[GIVEN ENTRIES]
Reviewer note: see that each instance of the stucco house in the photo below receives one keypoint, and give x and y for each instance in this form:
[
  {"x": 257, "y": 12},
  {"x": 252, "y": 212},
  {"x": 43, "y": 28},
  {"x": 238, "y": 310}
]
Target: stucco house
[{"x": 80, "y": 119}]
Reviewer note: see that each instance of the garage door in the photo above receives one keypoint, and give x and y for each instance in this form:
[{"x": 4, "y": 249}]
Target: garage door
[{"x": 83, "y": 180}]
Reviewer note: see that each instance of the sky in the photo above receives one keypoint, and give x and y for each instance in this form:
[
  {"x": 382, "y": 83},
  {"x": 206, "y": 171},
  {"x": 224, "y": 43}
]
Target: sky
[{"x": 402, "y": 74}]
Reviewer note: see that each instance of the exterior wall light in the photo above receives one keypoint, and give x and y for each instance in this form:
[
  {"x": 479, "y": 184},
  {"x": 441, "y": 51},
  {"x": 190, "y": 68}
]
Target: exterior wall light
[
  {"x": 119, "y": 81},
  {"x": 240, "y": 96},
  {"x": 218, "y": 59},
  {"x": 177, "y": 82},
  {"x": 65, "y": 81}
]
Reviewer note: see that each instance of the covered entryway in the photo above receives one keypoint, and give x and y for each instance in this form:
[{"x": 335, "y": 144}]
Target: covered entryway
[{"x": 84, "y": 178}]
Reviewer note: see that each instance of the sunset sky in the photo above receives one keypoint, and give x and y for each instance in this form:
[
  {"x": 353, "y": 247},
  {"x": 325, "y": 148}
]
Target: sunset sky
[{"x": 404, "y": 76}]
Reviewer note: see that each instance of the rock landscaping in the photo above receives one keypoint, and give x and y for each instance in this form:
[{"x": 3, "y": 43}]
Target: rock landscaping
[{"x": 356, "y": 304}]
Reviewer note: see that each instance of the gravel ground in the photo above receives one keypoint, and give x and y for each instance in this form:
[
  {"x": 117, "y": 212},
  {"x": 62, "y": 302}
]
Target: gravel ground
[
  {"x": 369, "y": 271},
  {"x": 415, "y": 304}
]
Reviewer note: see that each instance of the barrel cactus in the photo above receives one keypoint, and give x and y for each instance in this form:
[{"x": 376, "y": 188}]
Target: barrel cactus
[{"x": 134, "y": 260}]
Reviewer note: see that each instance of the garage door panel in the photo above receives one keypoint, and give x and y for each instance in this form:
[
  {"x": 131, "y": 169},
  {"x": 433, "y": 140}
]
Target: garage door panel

[TASK GOAL] Transcribe each of the records verbatim.

[SOLUTION]
Reviewer note: see that each instance of the stucco house in the photo below receives one keypoint, and give x and y for each instance in this form:
[
  {"x": 257, "y": 12},
  {"x": 252, "y": 212},
  {"x": 43, "y": 28},
  {"x": 238, "y": 310}
]
Target: stucco house
[{"x": 80, "y": 119}]
Reviewer note: see that each instance of the garage door in the photo above receives one keypoint, and give x and y for each instance in this form:
[{"x": 4, "y": 249}]
Target: garage door
[{"x": 83, "y": 180}]
Reviewer note: see that each instance of the sky in the photo above receives one keypoint, and give x and y for each instance in this form:
[
  {"x": 382, "y": 83},
  {"x": 206, "y": 171},
  {"x": 224, "y": 43}
]
Target: sky
[{"x": 402, "y": 74}]
Reviewer note: see that each instance of the exterior wall light in the photo above receives one keypoint, and give x and y for each instance in this form:
[
  {"x": 479, "y": 184},
  {"x": 441, "y": 51},
  {"x": 190, "y": 68}
]
Target: exterior wall light
[
  {"x": 119, "y": 81},
  {"x": 240, "y": 96},
  {"x": 218, "y": 59},
  {"x": 177, "y": 82},
  {"x": 65, "y": 81}
]
Reviewer note: see that each instance of the covered entryway in the photo above receives one keypoint, and give x and y for each instance in this form:
[{"x": 335, "y": 144}]
Target: covered entryway
[{"x": 84, "y": 178}]
Reviewer note: see that each instance of the sunset sky in the photo above receives one keypoint, and give x and y for each instance in this form:
[
  {"x": 353, "y": 247},
  {"x": 325, "y": 148}
]
Target: sunset sky
[{"x": 404, "y": 76}]
Reviewer note: see that each instance of the rock landscaping in the photo above receives one keypoint, and give x and y for each instance in this form:
[{"x": 3, "y": 43}]
Target: rock landscaping
[{"x": 356, "y": 304}]
Reviewer note: see that each instance of the gravel ground in the photo above receives one keypoint, and give x and y for each instance in this form:
[
  {"x": 117, "y": 212},
  {"x": 62, "y": 302}
]
Target: gravel ground
[
  {"x": 369, "y": 271},
  {"x": 415, "y": 304}
]
Reviewer note: see that each instance of the barrel cactus in the photo above receives one keypoint, and give x and y for each instance in this form:
[{"x": 376, "y": 188}]
Target: barrel cactus
[{"x": 134, "y": 260}]
Reviewer note: see that each instance of the garage door panel in the photo above receives one keypoint, and give x and y for each instance in this form:
[
  {"x": 131, "y": 169},
  {"x": 433, "y": 140}
]
Target: garage door panel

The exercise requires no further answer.